### RECORDS FOR THE TASK

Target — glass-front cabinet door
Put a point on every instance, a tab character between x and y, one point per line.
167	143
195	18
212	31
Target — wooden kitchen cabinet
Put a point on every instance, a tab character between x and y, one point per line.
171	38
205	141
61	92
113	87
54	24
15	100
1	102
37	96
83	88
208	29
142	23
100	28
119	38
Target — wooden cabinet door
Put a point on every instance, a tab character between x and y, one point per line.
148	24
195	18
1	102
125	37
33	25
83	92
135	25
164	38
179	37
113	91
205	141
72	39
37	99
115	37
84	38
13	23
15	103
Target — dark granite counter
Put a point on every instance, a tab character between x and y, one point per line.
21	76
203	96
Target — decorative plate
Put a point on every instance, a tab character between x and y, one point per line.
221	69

######

DO THIS:
Print all of the material above again, line for line, without changing anything.

TASK RESPONSE:
Target — glass-front cabinet door
Put a point on every instance, a tab character between x and y, one point per line.
167	143
195	18
212	31
Target — wooden kitchen cabinet
Put a point on every instance, a tab character between x and y, one point per line.
171	38
205	141
61	92
113	87
54	24
15	100
1	102
37	96
83	88
208	29
142	23
100	28
119	38
Target — wooden cabinet door
Put a point on every instance, a tab character between x and y, one point per line.
148	24
195	18
1	102
125	37
33	25
83	92
135	25
164	38
179	37
113	91
205	141
72	39
37	99
115	37
84	38
13	23
15	103
Target — dark granite counter
Put a point on every instance, a tab character between x and y, one point per line.
21	76
203	96
Target — decorative plate
Put a point on every instance, a tab character between x and y, one point per line.
221	69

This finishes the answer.